**Short task**
Transcribe the listing below line for line, leaving out the pictures.

**Given entries**

§ §

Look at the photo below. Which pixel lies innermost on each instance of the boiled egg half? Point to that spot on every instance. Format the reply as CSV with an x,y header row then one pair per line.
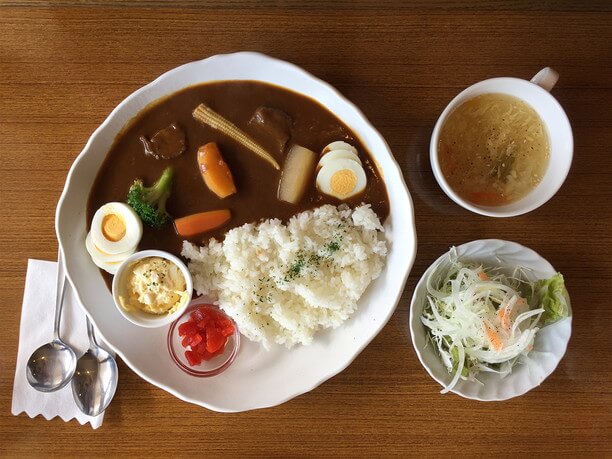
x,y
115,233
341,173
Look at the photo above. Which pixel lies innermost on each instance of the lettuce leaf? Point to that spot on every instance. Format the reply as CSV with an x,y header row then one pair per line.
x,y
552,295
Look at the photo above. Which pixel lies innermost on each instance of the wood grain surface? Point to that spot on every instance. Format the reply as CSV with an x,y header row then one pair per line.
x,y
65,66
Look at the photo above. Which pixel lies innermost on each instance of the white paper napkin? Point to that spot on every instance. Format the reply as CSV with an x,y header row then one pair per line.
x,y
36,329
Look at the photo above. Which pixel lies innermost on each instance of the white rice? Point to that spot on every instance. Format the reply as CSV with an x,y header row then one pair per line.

§ §

**Output for this task**
Look at the photo below. Which pixel lies innermost on each instance of the boiled egg half? Point to that spot on every instance. Format the reply as CSV with an x,y header row then one pair per line.
x,y
115,233
341,173
Look at the photo above. Which pixel lies innermost on each instance of the lettuce leaf? Point to that spot on every instance. Format the reply as CSV with an x,y header row then one pair per line.
x,y
552,295
Look at the photo above. Which pixel lies innermost on each instance of the wood grain surface? Point to that spot on every instance. Format the reply as CSV with an x,y header row then one pair per line.
x,y
65,66
Look at the photo above. Which pixel lies innermost on each instance of the white paper napkin? Point to that spot on every instance. Format the reply as CSV with an x,y header row then one pair per line.
x,y
36,329
Look at the photo above. Which pixel lies innermost on each instance of the white rice? Point to that spot on every instance. Format the reply as CSV with an x,y header row then one pair per line.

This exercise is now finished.